• [CONSIGNES] Rassemblez toutes les lignes ci-dessous qui contiennent le mot "child". La casse compte.

==== DONNÉES EXTRAITES ====

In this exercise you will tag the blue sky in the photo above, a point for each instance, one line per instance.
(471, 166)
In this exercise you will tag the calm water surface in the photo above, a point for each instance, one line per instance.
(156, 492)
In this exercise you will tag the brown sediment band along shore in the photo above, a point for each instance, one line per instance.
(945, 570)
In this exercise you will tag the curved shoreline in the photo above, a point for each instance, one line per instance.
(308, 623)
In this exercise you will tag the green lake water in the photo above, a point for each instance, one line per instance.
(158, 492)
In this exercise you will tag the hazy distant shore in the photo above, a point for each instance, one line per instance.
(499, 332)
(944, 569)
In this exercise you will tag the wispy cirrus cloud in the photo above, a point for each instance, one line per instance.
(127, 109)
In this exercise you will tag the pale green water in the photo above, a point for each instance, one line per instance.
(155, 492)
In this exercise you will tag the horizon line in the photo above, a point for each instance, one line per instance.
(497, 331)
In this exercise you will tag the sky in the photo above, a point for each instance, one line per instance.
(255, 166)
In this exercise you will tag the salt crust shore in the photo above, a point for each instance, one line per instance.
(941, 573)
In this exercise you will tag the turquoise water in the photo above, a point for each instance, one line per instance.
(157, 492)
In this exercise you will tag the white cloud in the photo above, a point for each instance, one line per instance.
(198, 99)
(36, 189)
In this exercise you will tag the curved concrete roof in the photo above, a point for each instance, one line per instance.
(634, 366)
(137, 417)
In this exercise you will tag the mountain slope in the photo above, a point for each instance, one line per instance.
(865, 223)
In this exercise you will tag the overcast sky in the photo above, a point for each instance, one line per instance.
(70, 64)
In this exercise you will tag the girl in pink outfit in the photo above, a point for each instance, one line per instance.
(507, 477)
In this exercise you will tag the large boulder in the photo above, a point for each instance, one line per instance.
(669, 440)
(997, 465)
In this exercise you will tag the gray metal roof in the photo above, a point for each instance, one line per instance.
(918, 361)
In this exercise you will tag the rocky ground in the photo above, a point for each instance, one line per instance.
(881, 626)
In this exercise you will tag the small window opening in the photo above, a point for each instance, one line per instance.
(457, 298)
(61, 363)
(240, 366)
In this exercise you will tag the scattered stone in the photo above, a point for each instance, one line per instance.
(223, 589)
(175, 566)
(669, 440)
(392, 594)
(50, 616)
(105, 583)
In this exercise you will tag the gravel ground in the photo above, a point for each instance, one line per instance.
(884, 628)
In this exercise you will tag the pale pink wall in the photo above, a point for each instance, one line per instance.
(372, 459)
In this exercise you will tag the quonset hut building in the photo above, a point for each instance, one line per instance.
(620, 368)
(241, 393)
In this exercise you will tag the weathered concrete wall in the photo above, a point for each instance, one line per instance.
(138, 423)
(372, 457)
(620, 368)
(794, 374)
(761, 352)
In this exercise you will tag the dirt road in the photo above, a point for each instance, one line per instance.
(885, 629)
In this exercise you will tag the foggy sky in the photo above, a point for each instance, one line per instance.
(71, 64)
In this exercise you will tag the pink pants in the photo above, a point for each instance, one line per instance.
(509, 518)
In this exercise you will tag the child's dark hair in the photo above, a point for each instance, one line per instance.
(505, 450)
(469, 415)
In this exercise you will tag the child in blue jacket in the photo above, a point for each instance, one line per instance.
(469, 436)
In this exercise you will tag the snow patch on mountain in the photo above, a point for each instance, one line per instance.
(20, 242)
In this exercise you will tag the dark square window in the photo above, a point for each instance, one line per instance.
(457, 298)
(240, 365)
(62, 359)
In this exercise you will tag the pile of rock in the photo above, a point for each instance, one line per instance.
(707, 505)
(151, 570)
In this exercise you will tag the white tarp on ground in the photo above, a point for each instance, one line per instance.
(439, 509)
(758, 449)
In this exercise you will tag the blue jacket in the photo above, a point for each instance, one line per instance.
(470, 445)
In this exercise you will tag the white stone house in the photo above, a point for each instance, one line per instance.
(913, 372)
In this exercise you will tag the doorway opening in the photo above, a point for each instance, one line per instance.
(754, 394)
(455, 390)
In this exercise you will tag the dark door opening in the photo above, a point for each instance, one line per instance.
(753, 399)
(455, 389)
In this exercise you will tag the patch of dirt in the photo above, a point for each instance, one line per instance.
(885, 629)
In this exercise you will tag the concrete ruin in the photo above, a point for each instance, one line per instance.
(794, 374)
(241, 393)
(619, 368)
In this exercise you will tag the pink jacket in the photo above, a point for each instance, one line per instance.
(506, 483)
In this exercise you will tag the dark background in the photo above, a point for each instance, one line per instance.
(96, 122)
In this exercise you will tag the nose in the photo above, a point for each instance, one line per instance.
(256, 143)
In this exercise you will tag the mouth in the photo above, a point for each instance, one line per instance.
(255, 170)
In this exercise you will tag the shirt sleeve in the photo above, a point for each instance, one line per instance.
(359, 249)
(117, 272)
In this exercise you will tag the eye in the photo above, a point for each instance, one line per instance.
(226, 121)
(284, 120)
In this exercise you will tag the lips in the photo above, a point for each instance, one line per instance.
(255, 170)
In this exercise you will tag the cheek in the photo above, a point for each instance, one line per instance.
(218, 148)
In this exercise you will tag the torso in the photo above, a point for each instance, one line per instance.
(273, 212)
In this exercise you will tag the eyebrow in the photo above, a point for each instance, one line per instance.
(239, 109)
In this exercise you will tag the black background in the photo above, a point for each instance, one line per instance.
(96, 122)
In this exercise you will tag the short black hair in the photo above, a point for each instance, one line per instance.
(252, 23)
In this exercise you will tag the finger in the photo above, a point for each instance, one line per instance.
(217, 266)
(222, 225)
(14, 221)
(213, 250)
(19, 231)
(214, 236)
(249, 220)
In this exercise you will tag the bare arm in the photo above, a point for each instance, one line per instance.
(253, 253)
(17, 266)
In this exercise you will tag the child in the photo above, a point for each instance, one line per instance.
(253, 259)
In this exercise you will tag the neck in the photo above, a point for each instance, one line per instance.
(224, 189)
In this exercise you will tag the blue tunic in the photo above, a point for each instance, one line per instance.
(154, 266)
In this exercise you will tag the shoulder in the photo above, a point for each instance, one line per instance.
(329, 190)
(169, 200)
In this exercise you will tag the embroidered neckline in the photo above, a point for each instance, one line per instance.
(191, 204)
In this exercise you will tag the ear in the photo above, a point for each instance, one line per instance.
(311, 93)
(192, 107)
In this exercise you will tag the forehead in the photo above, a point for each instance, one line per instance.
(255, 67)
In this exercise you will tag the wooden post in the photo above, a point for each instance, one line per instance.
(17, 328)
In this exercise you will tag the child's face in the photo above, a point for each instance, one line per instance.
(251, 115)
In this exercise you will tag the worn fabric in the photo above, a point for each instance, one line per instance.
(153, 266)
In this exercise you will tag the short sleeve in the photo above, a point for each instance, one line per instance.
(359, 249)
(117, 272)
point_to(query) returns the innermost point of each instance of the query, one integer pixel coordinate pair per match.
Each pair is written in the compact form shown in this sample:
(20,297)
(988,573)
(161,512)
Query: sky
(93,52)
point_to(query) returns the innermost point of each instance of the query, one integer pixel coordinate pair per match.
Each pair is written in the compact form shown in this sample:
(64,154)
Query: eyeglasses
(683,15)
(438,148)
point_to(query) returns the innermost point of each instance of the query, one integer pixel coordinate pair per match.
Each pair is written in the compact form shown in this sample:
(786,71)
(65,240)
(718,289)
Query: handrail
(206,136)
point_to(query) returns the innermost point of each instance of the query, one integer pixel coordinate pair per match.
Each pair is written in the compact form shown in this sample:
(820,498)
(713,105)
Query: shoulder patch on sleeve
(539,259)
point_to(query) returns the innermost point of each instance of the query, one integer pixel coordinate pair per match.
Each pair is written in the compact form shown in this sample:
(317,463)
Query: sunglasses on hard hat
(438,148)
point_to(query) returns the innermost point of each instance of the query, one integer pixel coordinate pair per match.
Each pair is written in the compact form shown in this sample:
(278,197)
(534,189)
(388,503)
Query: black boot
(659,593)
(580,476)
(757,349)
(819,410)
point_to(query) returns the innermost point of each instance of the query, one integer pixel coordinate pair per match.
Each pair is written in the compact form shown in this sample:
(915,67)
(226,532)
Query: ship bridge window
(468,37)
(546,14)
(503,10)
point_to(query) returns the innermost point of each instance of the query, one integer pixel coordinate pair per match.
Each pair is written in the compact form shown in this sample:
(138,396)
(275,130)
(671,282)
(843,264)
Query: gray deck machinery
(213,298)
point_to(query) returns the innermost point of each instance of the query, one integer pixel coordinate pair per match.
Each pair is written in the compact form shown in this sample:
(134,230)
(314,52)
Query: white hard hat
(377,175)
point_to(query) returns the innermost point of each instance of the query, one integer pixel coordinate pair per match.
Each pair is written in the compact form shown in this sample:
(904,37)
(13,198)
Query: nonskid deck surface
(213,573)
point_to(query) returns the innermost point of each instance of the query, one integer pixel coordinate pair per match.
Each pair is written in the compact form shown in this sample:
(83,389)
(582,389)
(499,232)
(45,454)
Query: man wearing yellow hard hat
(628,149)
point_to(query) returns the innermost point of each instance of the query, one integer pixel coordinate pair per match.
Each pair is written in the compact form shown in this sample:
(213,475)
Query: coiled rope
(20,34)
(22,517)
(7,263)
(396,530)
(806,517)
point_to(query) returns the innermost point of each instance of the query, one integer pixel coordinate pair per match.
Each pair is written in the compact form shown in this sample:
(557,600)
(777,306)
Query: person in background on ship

====

• [RÉPONSE]
In this exercise you will tag the child's dark hair in the photo above, a point for each instance, one line per instance.
In this exercise you will tag the child in blue jacket in the photo above, a point for each instance, one line per instance.
In this exercise you will tag the child in the photo above, a point for each instance, one line per instance.
In this exercise you will tag the child's face in the photo above, a point for each instance, one line per instance.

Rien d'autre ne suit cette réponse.